GÜVEN

Tarih

İnsan yaşamının sağlıklı ve sürdürülebilir olarak devamı açısından en önemli unsurlardandır aslında güven duyabilmek.
Hayvanların dahi yavrularını büyüttükten sonra yalnız bir yaşama dönerek hayatlarına devam etmelerinde, sürü veya adına ne derseniz deyin bulundukları ortamda ya da diğer canlı unsurlarla etkileşimlerinde güven hissini taşımalarının kendilerinin yaşam güdüleri üzerinde çok büyük etkisi olduğu açıktır.
İnsanın temel ilişkilerinde ise, aile, arkadaşlık, gönül işleri dahil bireyler arası tüm etkileşimlerinin sağlıklı devamı ve güçlenmesi açısından da güven en temel unsurdur. Güven olgusu aslında bireylerin karşılıklı anlayış, saygı, ve dürüstlük temelindeki ilişkilerinden oluşan bir sonuçtur.
İş hayatında ise ekip çalışmasının ve kazanılan üretim verimliliğinin artırılması özellikle liderlerin oluşturacağı güven atmosferi sayesinde kazanılmaktadır. Bu sayede tüm çalışanların işe ait motivasyonları ve işe bağlılıkları artar ve çalışanların birbirleri ile olan ilişkilerinde de güven ve işbirliğini oluşturarak yeni fikir ve uygulamaların serbestçe dolaşımına olanak sağlayan bir atmosfer yaratılır.

__Verilen malzeme__

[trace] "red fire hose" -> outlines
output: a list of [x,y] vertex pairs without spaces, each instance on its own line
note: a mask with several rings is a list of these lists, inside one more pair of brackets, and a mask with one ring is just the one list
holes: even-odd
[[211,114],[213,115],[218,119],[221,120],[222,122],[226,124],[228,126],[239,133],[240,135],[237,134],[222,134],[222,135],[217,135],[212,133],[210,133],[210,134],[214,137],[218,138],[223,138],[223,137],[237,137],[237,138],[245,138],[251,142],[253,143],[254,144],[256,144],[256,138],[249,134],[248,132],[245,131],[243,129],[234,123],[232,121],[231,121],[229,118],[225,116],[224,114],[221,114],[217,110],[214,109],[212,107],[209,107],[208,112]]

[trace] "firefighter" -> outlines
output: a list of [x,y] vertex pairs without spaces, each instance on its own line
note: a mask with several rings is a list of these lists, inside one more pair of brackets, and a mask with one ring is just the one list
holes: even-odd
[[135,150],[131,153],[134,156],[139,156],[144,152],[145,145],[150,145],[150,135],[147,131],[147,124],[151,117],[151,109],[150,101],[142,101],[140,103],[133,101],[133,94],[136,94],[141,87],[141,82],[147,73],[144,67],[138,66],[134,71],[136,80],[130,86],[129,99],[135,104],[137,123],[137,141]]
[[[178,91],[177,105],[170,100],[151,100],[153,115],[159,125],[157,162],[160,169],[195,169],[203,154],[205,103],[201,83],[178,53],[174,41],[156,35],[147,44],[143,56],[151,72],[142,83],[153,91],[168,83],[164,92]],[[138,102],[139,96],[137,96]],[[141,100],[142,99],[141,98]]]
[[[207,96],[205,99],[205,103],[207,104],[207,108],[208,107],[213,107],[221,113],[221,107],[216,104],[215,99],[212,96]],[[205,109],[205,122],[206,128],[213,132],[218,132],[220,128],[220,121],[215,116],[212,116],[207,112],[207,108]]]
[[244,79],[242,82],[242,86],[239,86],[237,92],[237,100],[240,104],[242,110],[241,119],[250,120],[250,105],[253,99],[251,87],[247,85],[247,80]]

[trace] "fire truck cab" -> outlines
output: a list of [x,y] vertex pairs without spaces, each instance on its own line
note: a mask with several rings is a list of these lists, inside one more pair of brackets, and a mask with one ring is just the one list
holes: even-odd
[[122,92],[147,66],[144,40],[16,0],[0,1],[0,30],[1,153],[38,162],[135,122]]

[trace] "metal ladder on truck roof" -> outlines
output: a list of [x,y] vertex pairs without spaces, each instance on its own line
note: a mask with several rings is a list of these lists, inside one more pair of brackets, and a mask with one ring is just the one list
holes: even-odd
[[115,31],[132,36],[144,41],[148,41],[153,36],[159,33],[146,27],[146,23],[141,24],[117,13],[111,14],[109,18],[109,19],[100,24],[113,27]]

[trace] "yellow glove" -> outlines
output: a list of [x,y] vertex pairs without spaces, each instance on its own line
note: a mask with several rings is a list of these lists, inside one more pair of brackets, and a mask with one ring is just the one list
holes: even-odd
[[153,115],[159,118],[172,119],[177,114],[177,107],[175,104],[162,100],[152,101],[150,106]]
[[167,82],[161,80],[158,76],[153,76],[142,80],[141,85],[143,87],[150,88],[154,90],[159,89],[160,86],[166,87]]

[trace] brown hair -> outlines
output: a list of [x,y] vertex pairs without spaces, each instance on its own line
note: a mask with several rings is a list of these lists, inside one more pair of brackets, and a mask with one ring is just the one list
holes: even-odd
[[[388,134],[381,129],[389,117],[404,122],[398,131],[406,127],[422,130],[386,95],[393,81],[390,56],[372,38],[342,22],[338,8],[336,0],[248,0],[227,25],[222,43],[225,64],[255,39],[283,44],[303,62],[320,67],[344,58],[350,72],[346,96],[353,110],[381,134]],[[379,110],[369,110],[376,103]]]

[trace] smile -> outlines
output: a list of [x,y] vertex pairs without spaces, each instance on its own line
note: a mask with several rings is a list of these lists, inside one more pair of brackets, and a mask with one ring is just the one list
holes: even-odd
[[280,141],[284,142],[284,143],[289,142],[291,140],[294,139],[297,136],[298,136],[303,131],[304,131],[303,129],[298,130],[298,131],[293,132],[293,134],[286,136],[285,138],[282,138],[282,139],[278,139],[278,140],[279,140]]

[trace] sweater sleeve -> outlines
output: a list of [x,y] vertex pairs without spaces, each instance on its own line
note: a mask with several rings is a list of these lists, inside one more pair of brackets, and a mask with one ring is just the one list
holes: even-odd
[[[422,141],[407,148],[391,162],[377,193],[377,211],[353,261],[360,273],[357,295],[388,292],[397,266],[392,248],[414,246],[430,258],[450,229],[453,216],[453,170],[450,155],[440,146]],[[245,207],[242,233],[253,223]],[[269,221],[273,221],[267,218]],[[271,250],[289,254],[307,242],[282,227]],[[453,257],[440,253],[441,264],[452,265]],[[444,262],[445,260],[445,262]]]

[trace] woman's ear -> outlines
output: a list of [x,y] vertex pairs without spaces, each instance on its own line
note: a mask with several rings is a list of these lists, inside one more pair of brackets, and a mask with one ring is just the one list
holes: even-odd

__Yapılacak iş__
Güven üzerine yazıyı son cümlesinden sonra kaldığı yerden sürdürebilir misiniz?

__Çözümlü alıştırma__
Toplumsal açıdan bakacak olursak da öncelikle ülke yönetiminin halk üzerinde oluşturacağı toplumsal güven, yaşanılan topluma olan aidiyet ,bireyler arası ve kurumsal boyuttaki işlemlerde en önemli unsurdur. Duyulacak üst düzeyde bir güven sosyal sermayeyi ve toplumsal refahı artıracaktır. Tam tersinde ise güven duygusunun olmadığı toplumlarda ise duyulacak huzursuzluk daha da artış gösterecek ve toplum olarak bir arada yaşamak dahi imkansızlaşabilecektir.
Güven içerisinde yaşanılan toplumlarda bireyin kendine olan güveni ,kişisel gelişiminde önemli bir rol alacak, bu şekilde büyüyen nesiller hedeflerine ulaşma konusunda daha cesur ve kararlı olacaklardır.
Güven inşa etmekse kolay olmayıp zaman içerisinde gösterilecek çabaya paralel yerine oturur. Dürüstlükle ,açık sözlülük içerisinde verilen karar ve sözlerde yansıtılan tutarlılık ve empati sonucu devam eder ama bunca emek ve öngörüye rağmen çok çabuk kaybedilip yeniden inşa edilmesi de kolay olmayabilir yada yeniden inşa da edilemeyebilir.
İş hayatında devam eden ya da takip eden benzer süreçlerde bireylerin en çok yaşadığı sıkıntı ise gereğinden önce ya da gereksiz yere duyulan güven sonucu iş birliği içinde olunan bireylerden hiç beklenmedik zamanlarda alınan negatif yada tamamen zarar vermeye yönelik geri dönüşler sonucu oluşan duygusal sarsıntılardır. Bu duygusal sarsıntı bazen o kadar etkilidir ki Avrupa birliği dahil pek çok uluslararası kuruluş yüksek derecede profesyonel yaklaşım içerisinde çalışan profesyonellerin dahi ‘’Burn out’’ olarak İngilizce diline yerleşmiş ve fiziksel veya mental çöküş nedeni ile iş yapamaz durumuna sokan bu sorunun birey lehine kontrol altına alınmasını tesis edebilmek üzere yasa güvencesinde uygulamaları devreye almak zorunda kalmışlardır
İş yerinde bu ve benzeri nedenle psikiyatr tarafından verilen raporlara dayalı kullanılan ücretli izinlerde işverenin hiçbir şekilde işten çıkarma dahil bir yaptırım içerisinde bulunulmasını dahi yasaklamaktadır. Kullanılan işten uzak toparlanma izin süreci ise tamamen doktor takibi ve onayına bağlı süresizdir.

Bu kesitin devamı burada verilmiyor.